After reading the data, copy it out in full and exactly.

Dataset records:
━━━━━━━━━━━━━━━━━━━━
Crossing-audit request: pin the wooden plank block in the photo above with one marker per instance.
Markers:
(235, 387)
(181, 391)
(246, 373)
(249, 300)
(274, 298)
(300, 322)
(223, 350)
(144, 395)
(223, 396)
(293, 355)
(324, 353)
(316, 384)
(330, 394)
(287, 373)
━━━━━━━━━━━━━━━━━━━━
Solved exercise =
Crossing-audit request: pin the wooden plank block in the photo above with one marker per instance.
Markers:
(235, 387)
(181, 391)
(246, 373)
(249, 300)
(274, 298)
(300, 322)
(223, 350)
(144, 395)
(223, 396)
(293, 355)
(324, 353)
(316, 384)
(330, 394)
(287, 373)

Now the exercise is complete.